EXTRACT:
On 10/16/23 10:19, Robert Haas wrote:
On Sat, Oct 14, 2023 at 2:22 PM David Steele <da...@pgmasters.net> wrote:
I was recently discussing the complexities of dealing with pg_control
and backup_label with some hackers at PGConf NYC, when David Christensen
commented that backup_label was not a very good name since it gives the
impression of being informational and therefore something the user can
delete. In fact, we see this happen quite a lot, and there have been
some other discussions about it recently, see [1] and [2]. I bounced the
idea of a rename off various hackers at the conference and in general
people seemed to think it was a good idea.

Personally, I feel like this is an area where we keep moving the parts
around but I'm not sure we're really getting to anything better. We
got rid of recovery.conf.

I agree that this was not an improvement. I was fine with bringing the recovery options into the GUC fold but never really liked forcing them into postgresql.auto.conf. But I lost that argument.

We got rid of exclusive backup mode. We
replaced pg_start_backup with pg_backup_start.

I do think this was an improvement. For example it allows us to do [1], which I believe is a better overall solution to the problem of torn reads of pg_control. With exclusive backup we would not have this option.

It feels like every
other release or so we whack something around here, but I'm not
convinced that any of it is really making much of an impact. If
there's been any decrease in people screwing up their backups, I
haven't noticed it.

It's pretty subjective, but I feel much the same way. However, I think the *areas* that people are messing up are changing as we remove obstacles and I feel like we should address them. backup_label has always been a bit of a problem -- basically deciding should it be deleted?

With the removal of exclusive backup we removed the only valid use case (I think) for removing backup_label manually. Now, it should probably never be removed manually, so we need to make adjustments to make that clearer to the user, also see [1].

WRITTEN INSTRUCTION A:
Extract each line of the entries below that contains the word "cliff". Matching is case-sensitive.
WRITTEN INSTRUCTION B:
Continue the discussion of backup_label above, starting after its final sentence.

GIVEN RECORDS:
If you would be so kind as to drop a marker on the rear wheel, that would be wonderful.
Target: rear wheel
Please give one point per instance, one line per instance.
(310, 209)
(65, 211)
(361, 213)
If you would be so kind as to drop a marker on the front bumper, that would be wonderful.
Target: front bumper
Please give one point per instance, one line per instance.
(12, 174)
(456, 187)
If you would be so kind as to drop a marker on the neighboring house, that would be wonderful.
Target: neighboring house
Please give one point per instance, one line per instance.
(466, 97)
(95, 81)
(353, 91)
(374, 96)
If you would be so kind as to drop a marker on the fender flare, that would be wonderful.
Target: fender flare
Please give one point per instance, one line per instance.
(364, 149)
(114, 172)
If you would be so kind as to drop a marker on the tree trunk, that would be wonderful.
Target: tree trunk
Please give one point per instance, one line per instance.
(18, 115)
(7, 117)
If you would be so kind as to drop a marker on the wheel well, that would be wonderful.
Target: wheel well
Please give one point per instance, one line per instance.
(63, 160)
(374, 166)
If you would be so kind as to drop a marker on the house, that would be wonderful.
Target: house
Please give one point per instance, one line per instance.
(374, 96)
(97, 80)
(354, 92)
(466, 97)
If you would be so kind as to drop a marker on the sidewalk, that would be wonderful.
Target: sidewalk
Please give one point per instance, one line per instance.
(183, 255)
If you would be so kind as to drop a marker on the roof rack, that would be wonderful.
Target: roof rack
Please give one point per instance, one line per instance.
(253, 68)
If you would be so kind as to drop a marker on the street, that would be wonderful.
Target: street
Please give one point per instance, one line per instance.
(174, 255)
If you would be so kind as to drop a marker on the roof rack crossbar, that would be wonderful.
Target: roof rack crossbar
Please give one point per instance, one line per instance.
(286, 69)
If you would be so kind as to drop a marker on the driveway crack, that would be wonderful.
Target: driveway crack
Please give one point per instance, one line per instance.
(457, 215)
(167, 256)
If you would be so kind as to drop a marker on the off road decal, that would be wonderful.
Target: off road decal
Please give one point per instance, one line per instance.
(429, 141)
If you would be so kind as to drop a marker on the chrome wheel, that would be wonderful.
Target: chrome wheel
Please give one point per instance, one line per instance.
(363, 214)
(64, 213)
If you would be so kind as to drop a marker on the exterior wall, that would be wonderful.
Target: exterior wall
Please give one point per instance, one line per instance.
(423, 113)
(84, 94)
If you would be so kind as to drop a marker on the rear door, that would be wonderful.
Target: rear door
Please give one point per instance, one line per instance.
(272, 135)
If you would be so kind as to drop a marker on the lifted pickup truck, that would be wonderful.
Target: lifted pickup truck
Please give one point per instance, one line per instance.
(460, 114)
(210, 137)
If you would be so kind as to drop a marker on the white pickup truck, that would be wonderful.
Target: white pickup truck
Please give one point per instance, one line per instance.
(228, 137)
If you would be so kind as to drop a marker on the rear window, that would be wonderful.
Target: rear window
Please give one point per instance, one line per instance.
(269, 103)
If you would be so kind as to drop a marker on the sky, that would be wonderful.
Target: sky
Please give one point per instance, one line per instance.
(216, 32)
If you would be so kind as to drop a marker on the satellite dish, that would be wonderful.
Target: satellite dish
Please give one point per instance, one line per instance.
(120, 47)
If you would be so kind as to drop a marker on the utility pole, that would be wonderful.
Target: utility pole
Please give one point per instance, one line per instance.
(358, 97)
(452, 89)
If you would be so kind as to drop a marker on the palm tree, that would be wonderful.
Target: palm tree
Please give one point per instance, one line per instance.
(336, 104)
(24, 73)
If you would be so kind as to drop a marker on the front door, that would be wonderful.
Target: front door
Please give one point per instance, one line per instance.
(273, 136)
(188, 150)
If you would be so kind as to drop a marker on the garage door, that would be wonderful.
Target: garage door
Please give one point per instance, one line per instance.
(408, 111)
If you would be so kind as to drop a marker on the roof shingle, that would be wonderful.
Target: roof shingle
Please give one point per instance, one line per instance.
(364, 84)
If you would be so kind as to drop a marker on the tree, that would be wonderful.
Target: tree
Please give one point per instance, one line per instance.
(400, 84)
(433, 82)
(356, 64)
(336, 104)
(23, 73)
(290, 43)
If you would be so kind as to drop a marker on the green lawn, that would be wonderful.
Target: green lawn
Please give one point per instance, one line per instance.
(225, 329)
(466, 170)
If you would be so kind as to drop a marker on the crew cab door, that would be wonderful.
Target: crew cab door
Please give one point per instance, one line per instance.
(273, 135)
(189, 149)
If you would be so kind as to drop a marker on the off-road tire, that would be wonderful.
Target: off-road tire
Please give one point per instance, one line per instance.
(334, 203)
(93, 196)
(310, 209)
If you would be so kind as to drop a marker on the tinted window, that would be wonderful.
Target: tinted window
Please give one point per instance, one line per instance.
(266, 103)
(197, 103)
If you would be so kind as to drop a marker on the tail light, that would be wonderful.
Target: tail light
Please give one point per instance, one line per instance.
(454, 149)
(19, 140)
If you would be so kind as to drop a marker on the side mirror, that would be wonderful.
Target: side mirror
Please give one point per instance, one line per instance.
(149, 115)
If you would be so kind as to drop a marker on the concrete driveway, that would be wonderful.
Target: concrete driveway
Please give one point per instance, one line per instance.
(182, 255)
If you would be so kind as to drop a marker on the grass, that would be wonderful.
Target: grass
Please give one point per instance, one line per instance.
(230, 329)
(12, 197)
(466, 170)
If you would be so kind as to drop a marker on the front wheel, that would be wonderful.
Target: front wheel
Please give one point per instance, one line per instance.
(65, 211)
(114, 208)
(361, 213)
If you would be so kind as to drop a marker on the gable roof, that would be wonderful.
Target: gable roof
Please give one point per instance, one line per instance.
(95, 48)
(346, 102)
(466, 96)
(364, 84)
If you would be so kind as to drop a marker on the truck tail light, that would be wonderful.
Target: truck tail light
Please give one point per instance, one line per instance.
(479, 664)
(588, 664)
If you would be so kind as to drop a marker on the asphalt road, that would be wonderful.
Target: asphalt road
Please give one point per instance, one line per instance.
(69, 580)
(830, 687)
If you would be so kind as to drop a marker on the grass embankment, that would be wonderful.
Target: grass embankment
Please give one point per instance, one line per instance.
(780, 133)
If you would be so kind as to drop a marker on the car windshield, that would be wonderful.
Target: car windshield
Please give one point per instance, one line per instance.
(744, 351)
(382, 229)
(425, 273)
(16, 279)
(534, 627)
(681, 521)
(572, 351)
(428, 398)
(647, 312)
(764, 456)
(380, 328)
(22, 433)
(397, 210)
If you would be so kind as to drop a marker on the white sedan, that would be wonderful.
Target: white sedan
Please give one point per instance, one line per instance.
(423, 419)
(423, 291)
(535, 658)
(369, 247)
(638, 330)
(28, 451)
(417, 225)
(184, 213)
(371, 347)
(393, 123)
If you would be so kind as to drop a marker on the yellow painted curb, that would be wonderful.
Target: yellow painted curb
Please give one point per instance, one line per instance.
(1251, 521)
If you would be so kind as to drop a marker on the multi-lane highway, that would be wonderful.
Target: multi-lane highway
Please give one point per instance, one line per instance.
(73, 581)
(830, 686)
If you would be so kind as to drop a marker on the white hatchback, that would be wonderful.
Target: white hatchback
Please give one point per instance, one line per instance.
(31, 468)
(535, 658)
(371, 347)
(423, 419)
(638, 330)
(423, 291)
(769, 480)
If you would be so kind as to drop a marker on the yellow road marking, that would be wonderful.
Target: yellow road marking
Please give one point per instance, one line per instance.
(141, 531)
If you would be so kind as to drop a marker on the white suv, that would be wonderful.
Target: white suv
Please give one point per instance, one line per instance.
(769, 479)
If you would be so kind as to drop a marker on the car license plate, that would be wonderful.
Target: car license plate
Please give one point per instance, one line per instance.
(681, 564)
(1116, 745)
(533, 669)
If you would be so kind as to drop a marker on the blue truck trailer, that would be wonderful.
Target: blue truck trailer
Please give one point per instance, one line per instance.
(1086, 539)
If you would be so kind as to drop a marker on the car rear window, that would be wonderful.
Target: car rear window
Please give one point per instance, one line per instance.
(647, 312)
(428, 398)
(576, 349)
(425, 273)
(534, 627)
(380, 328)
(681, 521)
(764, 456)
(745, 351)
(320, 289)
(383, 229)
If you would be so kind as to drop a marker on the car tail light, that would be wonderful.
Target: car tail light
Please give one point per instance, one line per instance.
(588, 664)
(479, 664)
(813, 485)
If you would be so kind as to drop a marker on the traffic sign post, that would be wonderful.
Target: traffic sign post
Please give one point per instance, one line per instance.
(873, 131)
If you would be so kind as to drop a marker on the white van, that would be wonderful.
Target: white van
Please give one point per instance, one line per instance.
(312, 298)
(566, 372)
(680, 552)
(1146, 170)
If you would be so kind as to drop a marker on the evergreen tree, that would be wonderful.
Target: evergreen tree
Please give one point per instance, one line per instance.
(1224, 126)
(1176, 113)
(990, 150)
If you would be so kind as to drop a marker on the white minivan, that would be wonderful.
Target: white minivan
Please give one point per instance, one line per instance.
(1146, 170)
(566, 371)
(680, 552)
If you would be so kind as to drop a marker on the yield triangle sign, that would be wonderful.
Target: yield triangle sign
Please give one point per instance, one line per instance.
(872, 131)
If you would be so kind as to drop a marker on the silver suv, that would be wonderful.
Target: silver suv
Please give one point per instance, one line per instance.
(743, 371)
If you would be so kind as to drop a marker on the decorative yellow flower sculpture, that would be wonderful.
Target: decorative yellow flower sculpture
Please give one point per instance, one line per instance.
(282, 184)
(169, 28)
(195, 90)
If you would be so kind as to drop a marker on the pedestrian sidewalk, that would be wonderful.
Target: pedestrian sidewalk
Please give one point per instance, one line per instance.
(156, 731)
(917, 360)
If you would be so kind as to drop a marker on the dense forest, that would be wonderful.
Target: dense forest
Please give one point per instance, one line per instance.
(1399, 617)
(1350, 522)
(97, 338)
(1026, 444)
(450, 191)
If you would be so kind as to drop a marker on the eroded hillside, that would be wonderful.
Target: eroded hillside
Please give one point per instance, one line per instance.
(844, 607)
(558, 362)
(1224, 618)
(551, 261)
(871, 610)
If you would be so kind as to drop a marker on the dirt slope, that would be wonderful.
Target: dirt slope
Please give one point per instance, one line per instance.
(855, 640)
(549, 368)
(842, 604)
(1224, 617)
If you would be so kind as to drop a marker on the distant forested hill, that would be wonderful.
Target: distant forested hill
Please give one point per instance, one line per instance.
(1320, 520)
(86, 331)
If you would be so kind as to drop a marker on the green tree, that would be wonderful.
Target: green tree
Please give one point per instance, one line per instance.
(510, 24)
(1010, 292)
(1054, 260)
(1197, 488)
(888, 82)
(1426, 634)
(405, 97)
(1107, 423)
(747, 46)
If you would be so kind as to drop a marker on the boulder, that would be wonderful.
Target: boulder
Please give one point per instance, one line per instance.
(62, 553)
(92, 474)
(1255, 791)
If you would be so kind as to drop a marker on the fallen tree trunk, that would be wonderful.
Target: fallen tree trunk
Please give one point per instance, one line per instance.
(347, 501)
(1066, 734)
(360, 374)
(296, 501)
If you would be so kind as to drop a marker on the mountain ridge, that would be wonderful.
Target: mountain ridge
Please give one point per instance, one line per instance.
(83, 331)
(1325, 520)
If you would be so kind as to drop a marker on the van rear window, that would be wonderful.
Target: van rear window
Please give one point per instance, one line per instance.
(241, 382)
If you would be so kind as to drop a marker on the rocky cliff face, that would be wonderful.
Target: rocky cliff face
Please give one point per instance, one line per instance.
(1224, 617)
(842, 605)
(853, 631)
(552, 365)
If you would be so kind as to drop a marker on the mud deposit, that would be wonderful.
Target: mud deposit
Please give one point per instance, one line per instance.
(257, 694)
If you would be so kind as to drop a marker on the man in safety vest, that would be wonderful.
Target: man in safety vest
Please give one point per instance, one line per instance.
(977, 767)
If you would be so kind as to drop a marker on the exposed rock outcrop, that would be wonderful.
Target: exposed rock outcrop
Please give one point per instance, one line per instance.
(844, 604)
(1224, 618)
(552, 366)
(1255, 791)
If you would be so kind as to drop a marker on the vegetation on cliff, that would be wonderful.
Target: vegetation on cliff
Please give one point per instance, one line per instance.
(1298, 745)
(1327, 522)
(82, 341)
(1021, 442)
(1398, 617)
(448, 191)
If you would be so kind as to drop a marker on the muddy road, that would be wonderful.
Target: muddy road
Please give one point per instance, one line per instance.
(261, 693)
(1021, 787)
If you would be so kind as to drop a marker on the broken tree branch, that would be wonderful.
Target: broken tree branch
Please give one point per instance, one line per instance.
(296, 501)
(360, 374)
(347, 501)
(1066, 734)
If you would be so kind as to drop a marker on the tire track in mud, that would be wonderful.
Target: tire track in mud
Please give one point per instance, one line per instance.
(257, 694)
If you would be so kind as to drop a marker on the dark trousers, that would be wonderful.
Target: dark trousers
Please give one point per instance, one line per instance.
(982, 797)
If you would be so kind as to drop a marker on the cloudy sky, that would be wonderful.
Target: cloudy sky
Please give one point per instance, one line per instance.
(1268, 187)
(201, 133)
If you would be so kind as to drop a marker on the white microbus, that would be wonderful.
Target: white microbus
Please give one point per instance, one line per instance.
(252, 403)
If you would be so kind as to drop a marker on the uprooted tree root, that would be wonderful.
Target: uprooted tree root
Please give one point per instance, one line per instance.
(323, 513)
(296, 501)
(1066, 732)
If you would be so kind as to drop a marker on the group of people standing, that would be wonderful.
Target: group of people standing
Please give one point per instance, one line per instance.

RESULT A:
If you would be so kind as to drop a marker on the rocky cliff face, that would be wonderful.
Target: rocky cliff face
If you would be so kind as to drop a marker on the vegetation on cliff, that would be wonderful.
Target: vegetation on cliff

RESULT B:
Better messaging may also help, and I am also thinking about that.

To be fair, I will grant that renaming pg_clog to pg_xact_status and
pg_xlog to pg_wal does seem to have reduced the incidence of people
nuking those directories, at least IME. So maybe this change would
help too, for similar reasons. But I'm still concerned that we're
doing too much superficial tinkering in this area. Breaking
compatibility is not without cost.

True enough, but ISTM that we have gotten few (or any) actual complaints outside of hackers speculating that there will be complaints. For the various maintainers of backup software this is just business as usual. The changes to pg_basebackup are also pretty trivial.

I also do wonder with recovery_control is really a better name. Maybe
I just have backup_label too firmly stuck in my head, but is what that
file does really best described as recovery control? I'm not so sure
about that.

The thing it does that describes it as "recovery control" in my view is that it contains the LSN where Postgres must start recovery (plus TLI, backup method, etc.). There is some other informational stuff in there, but the important fields are all about ensuring consistent recovery.

At the end of the day the entire point of backup *is* recovery and users will interact with this file primarily in recovery scenarios.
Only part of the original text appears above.